#### Given request 1
Determine how many lines of the records contain the string "misty", treating case as significant. Reply with the number alone.

○ ○ ○ ○ ○ ○ ○

Runtime Code Patching – Not for the Faint of Heart


I have been involved in several conversations recently that have revolved around the joys of runtime code patching. I am always shocked to hear people say that they are ok with this idea of code patching at runtime. Moreover – it shocks me that they think it is easy to get right! I do think that code patching can have its place in a system if it is implemented correctly and if its intent and semantics are fully disclosed to any potential users.


So what exactly is code patching? There are tons of examples of it on the web (mostly hacker sites! 😀 ) and many books (again – mostly hacker stuff) that describe it in detail – just “Live Search” “runtime code patching” , but basically patching is the process of replacing a set of op codes in memory with a different set of op codes – at runtime. This seems simple enough but the devil is in the details. Let’s dig in!


Consider these op codes from a simple and mostly useless function:


   01001175 8bff             mov     edi,edi


   01001177 53               push    ebx


   01001178 50               push    eax


   01001179 53               push    ebx


   0100117a 51               push    ecx


   0100117b 52               push    edx


   0100117c 5a               pop     edx


   0100117d 59               pop     ecx


   0100117e 5b               pop     ebx


   0100117f 58               pop     eax


   01001180 5b               pop     ebx


   01001181 c3               ret


 


This code is kind of silly – but it has nice properties that expose the problems with patching, more on that in a bit. It is also made up of very commonly generated op codes. The format of the assembly listing is:


 [address] [op codes] [mnemonics for op codes]


 


The typical reason for installing a patch is to either bypass or modify the behavior of an existing function. Therefore the canonical patch is “op codes for a jmp to an absolute address”, written over the beginning of an existing routine like so:


 


   01001175 ea871100011b00   jmp     001b:01001187


   0100117c 5a               pop     edx


   0100117d 59               pop     ecx


   0100117e 5b               pop     ebx


   0100117f 58               pop     eax


   01001180 5b               pop     ebx


   01001181 c3               ret


 


Here we replaced the first few instructions of our function with an absolute jump to some other code, presumably code that we wrote and loaded into the system in some way.


 


So now that we know what a patch is – what is the problem? This seems like it will work? What exactly is it that we need to worry about?  Well, the most obvious thing we have to worry about is another thread running the code that we are patching, while we are patching it. The reason we need to worry about this is because if we modify the code that another thread is running, while it is running it – it will crash, or at the very least do very strange things. We need to make sure that any thread running the code we are patching either executes all of the old op codes or just the new one – but never a combination of the two. You can imagine a scenario like this:


 


1.       Thread T1 executes the first instruction from the old op codes at address 0x01001175


2.       The old op codes are overwritten with the new "jump" op code, by thread T2


3.       Thread T1 executes the op code at 0x01001177, which is now an address in the middle of the jump instruction that T2 wrote over old op codes


 


This would be really bad! J


 


So what to do? The next logical progression in analyzing the issue goes like this:


 


“Well, the problem is that we have a race with other threads running the code we are patching,  so I’ll just make sure that no other threads are in that code when I do the patch!”.

○ ○ ○ ○ ○ ○ ○

#### Given request 2
Reproduce verbatim a passage from the runtime code patching article, beginning at the words "Runtime Code Patching –" and stopping after "any potential users.".

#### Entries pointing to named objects

○ ○ ○ ○ ○ ○ ○

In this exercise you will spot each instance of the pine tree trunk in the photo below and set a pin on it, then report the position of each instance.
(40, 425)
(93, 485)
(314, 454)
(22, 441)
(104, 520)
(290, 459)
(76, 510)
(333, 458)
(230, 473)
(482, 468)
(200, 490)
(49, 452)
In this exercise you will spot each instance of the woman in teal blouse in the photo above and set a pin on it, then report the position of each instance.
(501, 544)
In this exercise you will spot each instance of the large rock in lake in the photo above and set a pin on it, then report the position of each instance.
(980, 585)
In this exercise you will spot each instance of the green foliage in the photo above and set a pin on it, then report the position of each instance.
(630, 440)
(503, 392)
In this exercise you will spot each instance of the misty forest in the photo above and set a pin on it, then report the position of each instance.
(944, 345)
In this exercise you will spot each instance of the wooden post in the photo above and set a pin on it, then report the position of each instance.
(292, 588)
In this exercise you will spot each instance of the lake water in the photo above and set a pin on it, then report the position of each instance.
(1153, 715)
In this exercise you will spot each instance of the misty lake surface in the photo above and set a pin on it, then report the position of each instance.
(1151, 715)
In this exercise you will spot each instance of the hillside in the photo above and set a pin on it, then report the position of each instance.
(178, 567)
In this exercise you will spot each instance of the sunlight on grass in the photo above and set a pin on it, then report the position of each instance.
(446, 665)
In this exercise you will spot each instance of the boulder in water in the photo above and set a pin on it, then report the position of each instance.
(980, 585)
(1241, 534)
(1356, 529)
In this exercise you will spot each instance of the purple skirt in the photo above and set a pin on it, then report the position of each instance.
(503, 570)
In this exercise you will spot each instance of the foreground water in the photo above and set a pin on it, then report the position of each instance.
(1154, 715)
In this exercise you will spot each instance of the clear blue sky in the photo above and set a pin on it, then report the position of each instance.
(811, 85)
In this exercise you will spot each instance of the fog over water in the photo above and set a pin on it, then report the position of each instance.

○ ○ ○ ○ ○ ○ ○

#### Expected answer 1
2

#### Expected answer 2
Runtime Code Patching – Not for the Faint of Heart


I have been involved in several conversations recently that have revolved around the joys of runtime code patching. I am always shocked to hear people say that they are ok with this idea of code patching at runtime. Moreover – it shocks me that they think it is easy to get right! I do think that code patching can have its place in a system if it is implemented correctly and if its intent and semantics are fully disclosed to any potential users.